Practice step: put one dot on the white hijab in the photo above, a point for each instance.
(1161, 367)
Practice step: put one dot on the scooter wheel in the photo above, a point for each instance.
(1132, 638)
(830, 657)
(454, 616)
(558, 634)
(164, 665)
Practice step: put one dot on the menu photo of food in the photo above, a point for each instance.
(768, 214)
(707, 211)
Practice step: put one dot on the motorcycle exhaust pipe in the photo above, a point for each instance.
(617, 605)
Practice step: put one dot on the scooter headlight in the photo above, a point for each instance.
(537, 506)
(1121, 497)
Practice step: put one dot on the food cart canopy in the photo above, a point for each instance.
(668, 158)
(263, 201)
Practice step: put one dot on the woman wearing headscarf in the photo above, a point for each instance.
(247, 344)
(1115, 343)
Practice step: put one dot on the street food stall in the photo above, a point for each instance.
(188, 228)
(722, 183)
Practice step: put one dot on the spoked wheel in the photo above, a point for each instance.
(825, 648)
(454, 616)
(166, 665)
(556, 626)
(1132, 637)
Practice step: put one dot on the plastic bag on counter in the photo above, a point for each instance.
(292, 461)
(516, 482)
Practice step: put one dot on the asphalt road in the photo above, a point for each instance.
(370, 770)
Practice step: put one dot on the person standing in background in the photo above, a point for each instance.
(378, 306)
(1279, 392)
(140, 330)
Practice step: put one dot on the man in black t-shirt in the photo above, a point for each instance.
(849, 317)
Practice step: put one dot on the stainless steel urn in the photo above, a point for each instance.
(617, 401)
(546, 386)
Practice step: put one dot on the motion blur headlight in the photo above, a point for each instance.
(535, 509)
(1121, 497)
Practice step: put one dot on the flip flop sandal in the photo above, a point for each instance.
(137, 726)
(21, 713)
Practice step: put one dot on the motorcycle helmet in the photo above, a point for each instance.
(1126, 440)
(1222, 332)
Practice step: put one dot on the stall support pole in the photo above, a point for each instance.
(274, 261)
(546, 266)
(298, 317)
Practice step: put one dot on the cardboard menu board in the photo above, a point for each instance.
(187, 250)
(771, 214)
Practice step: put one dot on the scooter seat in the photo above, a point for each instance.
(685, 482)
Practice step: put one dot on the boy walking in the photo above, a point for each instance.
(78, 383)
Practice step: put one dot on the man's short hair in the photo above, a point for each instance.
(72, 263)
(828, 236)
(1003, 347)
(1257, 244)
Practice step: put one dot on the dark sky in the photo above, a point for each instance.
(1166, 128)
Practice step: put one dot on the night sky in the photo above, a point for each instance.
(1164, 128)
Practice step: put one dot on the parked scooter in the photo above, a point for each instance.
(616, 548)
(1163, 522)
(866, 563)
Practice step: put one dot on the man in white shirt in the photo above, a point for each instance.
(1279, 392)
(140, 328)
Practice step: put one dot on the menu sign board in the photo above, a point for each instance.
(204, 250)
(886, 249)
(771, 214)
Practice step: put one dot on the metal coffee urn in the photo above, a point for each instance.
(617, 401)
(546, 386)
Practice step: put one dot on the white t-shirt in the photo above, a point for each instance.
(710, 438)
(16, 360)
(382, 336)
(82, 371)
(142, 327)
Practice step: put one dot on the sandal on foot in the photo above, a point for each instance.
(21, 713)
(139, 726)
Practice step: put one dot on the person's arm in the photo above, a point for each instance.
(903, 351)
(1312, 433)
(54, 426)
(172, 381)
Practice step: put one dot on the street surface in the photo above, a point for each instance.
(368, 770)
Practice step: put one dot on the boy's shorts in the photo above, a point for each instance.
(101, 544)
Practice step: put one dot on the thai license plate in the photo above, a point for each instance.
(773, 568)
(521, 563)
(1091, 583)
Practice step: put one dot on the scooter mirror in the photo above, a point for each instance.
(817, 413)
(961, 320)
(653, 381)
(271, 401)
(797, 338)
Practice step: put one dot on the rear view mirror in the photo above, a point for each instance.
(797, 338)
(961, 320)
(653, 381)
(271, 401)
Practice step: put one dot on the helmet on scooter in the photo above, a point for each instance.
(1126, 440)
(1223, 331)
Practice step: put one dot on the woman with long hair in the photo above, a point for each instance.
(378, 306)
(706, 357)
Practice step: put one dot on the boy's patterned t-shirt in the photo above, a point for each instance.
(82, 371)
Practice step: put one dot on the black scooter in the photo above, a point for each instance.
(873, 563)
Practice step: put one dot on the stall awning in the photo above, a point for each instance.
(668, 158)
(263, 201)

#### Stated exercise:
Using the listing above, retype each line exactly.

#### Task solution:
Practice step: put one dot on the white hijab in the photo above, a point for each instance.
(1161, 367)
Practice step: put one dot on the scooter wheel in the photo above, a point for each instance.
(1132, 638)
(830, 657)
(454, 616)
(558, 634)
(164, 665)
Practice step: put one dot on the menu photo of food in the photo above, a point for each instance.
(768, 214)
(707, 211)
Practice step: put one dot on the motorcycle exhaust pipe in the photo above, a point for each instance.
(617, 605)
Practice step: put one dot on the scooter headlight in the photo above, a point for each instance.
(537, 506)
(1121, 497)
Practice step: put one dot on the food cart canopy in the photo above, a point for each instance.
(668, 158)
(263, 201)
Practice step: put one dot on the woman wearing headscarf in the photo above, a point for each instance.
(247, 344)
(1115, 343)
Practice step: put one dot on the street food stall in the photo above, a point for each instance.
(188, 228)
(722, 183)
Practice step: put one dot on the spoked wheel in the photo above, a point for each instance.
(825, 648)
(454, 616)
(166, 665)
(556, 626)
(1132, 637)
Practice step: put one dot on the plastic bag on counter in the photo above, a point for each instance.
(292, 461)
(516, 482)
Practice step: put one dot on the asphalt road in the photo above, a point for each instance.
(370, 770)
Practice step: put one dot on the person standing in background in the photo above, a point for each instance.
(378, 306)
(1279, 392)
(140, 330)
Practice step: put one dot on the man in black t-shirt in the photo above, a point for each instance.
(849, 317)
Practice step: put one dot on the stainless steel urn in the photo above, a point for each instance.
(617, 401)
(546, 386)
Practice step: put one dot on the motion blur headlight in the photo above, a point for each instance.
(535, 509)
(1121, 497)
Practice step: put one dot on the flip flop sandal in the photo above, a point for each instance.
(137, 726)
(21, 713)
Practice step: put one dot on the motorcycle helmet in the photo above, a point for each instance.
(1126, 440)
(1222, 332)
Practice step: put one dot on the stall support pole in the photo above, a point for each instance.
(274, 261)
(546, 266)
(298, 317)
Practice step: put one dot on the cardboard menu board in the photo above, a point for each instance.
(187, 250)
(771, 214)
Practice step: put one dot on the scooter seat in the photo above, a point for each instance.
(685, 482)
Practice step: put one dot on the boy walking in the photo above, a point for each instance.
(78, 383)
Practice step: put one dot on the man's short hair in the photo above, a point for each instance.
(72, 263)
(828, 236)
(1003, 347)
(1257, 244)
Practice step: put one dot on the dark sky in the photo above, a point for each instance.
(1166, 128)
Practice step: put one dot on the night sky in the photo above, a point for each instance.
(1164, 128)
Practice step: put one dot on the parked scooter in the photo above, a point for each instance.
(616, 548)
(1163, 522)
(866, 563)
Practice step: put one dot on the man in white shirt in the photo above, a point for each instance.
(1279, 392)
(140, 328)
Practice step: put one dot on the menu sign board in the photo above, a point for each instance.
(204, 250)
(886, 249)
(771, 214)
Practice step: put one dot on the metal coffee urn in the photo above, a point for each instance.
(617, 401)
(546, 386)
Practice step: put one dot on the white t-shirt in the photo above, a point for each instance.
(710, 438)
(16, 360)
(382, 336)
(82, 371)
(142, 327)
Practice step: put one dot on the sandal on foot in the photo above, a point for each instance.
(21, 713)
(139, 726)
Practice step: put one dot on the person's arm in the photo above, a point for each instance.
(903, 351)
(1312, 433)
(54, 426)
(172, 381)
Practice step: put one dot on the street surface in the photo above, a point for each instance.
(368, 770)
Practice step: put one dot on the boy's shorts in the photo above, a point for each instance.
(101, 544)
Practice step: put one dot on the thai license plate in the photo above, a point for each instance.
(773, 568)
(521, 563)
(1091, 583)
Practice step: put one dot on the scooter mirror in the photo above, a point for each instance.
(817, 413)
(961, 320)
(653, 381)
(271, 401)
(797, 338)
Practice step: put one dot on the rear view mirror in the photo above, a point for each instance.
(797, 338)
(961, 320)
(653, 381)
(271, 401)
Practice step: put one dot on the helmet on scooter in the photo above, a point for each instance.
(1126, 440)
(1223, 331)
Practice step: put one dot on the woman with long hair in the photo above, a point for each instance.
(378, 306)
(706, 357)
Practice step: put one dot on the boy's patterned t-shirt in the photo above, a point for each instance.
(82, 371)
Practice step: put one dot on the black scooter in the photo above, a point for each instance.
(873, 563)
Practice step: put one dot on the stall awning in the photo above, a point for each instance.
(668, 158)
(263, 201)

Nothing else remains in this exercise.